Podany tekst:
((

Spławik i Grunt - Forum
		INNE => Hyde Park => Wątek zaczęty przez: Mateo w 12.01.2015, 14:24
		
			
			- 
				Po 5 latach wytężonej pracy jeden z moich twardych dysków w PC wyczerpał całą pulę zapasowych sektorów.
 Tak więc postanowiłem nie czekać na najgorsze i wymienić oba dyski twarde.
 Sprzęt już mam skompletowany, szykuję powoli dane (kopie plików i ustawień) i myślę, że w tym tygodniu się za to zabiorę.
 
 Na dysk systemowy wybrałem SSD 128 GB. Nie pracowałem jeszcze na dyskach SSD.
 Ciekawe czy ktoś z Was posiada.
- 
				Te dyski powoli stają się standardem. Ja w swoim kompie (ciężko pracującym) mam 100GB już od trzech lat. Różnica jest wyczuwalna,
 na pewno nie będziesz żałował.
- 
				Ja podejrzewam, że ta technologia już dawno była, tylko z oczywistych względów jej nie wprowadzano. To jak taki większy Pendrive. Muszą jeszcze trochę pozarabiać na zwykłych talerzach. Póki co SSD są bardzo drogie.
 Dlatego kupiłem mały pod system i drugi zwykły WD pod dane.
- 
				Od około 2 lat mam w moim PC dysk SSD Kingston SVP200S3120G.
 Na nim mam zainstalowany system i gry w które gram najczęściej, do tego dysk HDD 1tb i jest super.
 Zależy do czego potrzebny Ci taki dysk, jeżeli do pracy to wystarczy tylko ten SSD, a jak do domu to musisz mieć jeszcze HDD 500gb-1tb.
 Z dysku SSD system uruchamia się szybciej, lepiej chodzi, szybciej myśli ogólnie polecam, nic więcej powiedzieć się nie da.

))

Polecenie 1: Oceń, czy stwierdzenia (a), (b) i (c) są zgodne z podanym tekstem: (a) autor wątku pracował już wcześniej na dyskach SSD; (b) w jednej z wypowiedzi mowa o dysku SSD 100GB używanym od trzech lat; (c) dysk SSD Kingston jest w komputerze od około pięciu lat. Przy każdym odpowiedz „tak” lub „nie” i przytocz dosłownie rozstrzygający fragment tekstu.

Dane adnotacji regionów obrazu

((

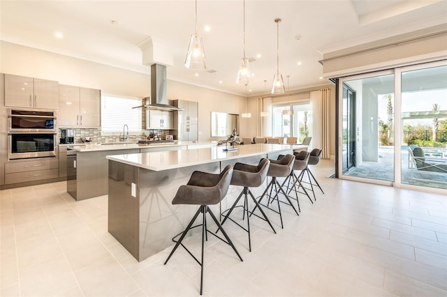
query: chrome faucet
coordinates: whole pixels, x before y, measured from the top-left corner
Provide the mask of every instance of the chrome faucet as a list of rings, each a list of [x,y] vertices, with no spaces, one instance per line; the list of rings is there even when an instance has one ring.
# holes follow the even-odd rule
[[[127,134],[124,132],[124,131],[126,130],[126,128],[127,128]],[[129,137],[129,126],[126,124],[124,124],[124,125],[123,126],[123,140],[127,139],[128,137]]]

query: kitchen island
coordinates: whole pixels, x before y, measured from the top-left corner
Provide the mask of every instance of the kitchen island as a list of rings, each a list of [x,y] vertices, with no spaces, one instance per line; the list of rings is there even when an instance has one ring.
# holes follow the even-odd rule
[[[224,151],[206,148],[108,155],[108,231],[138,261],[170,246],[197,210],[194,205],[172,205],[178,188],[196,170],[219,173],[237,162],[257,165],[307,146],[250,144]],[[236,191],[238,192],[238,191]],[[234,195],[233,195],[234,194]],[[222,208],[234,201],[231,189]],[[211,206],[220,213],[219,206]]]
[[[216,146],[210,142],[95,144],[68,146],[66,162],[67,192],[76,200],[107,195],[108,192],[108,160],[110,155],[167,151]]]

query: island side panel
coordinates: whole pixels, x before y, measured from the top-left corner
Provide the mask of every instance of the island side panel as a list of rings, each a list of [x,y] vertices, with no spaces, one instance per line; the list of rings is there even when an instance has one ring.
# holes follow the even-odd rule
[[[138,183],[138,169],[109,160],[108,229],[135,258],[139,257],[139,201],[131,185]]]
[[[77,152],[76,200],[82,200],[108,192],[106,155],[140,153],[138,148]]]
[[[173,237],[186,227],[199,206],[173,205],[172,201],[180,185],[186,185],[196,170],[217,174],[220,162],[159,172],[139,169],[140,252],[135,257],[138,261],[173,245]]]

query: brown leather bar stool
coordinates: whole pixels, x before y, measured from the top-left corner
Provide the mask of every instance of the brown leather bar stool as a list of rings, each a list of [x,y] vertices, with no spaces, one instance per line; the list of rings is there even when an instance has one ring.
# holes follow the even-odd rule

))

Polecenie 2: Wypisz każdy wiersz powyższych wpisów, w którym występuje słowo „rings”. Wielkość liter ma znaczenie.

Pełna odpowiedź 1:
(a) Nie: „Nie pracowałem jeszcze na dyskach SSD.”
(b) Tak: „Ja w swoim kompie (ciężko pracującym) mam 100GB już od trzech lat.”
(c) Nie: „Od około 2 lat mam w moim PC dysk SSD Kingston SVP200S3120G.”

Pełna odpowiedź 2:
Provide the mask of every instance of the chrome faucet as a list of rings, each a list of [x,y] vertices, with no spaces, one instance per line; the list of rings is there even when an instance has one ring.
Provide the mask of every instance of the kitchen island as a list of rings, each a list of [x,y] vertices, with no spaces, one instance per line; the list of rings is there even when an instance has one ring.
Provide the mask of every instance of the island side panel as a list of rings, each a list of [x,y] vertices, with no spaces, one instance per line; the list of rings is there even when an instance has one ring.
Provide the mask of every instance of the brown leather bar stool as a list of rings, each a list of [x,y] vertices, with no spaces, one instance per line; the list of rings is there even when an instance has one ring.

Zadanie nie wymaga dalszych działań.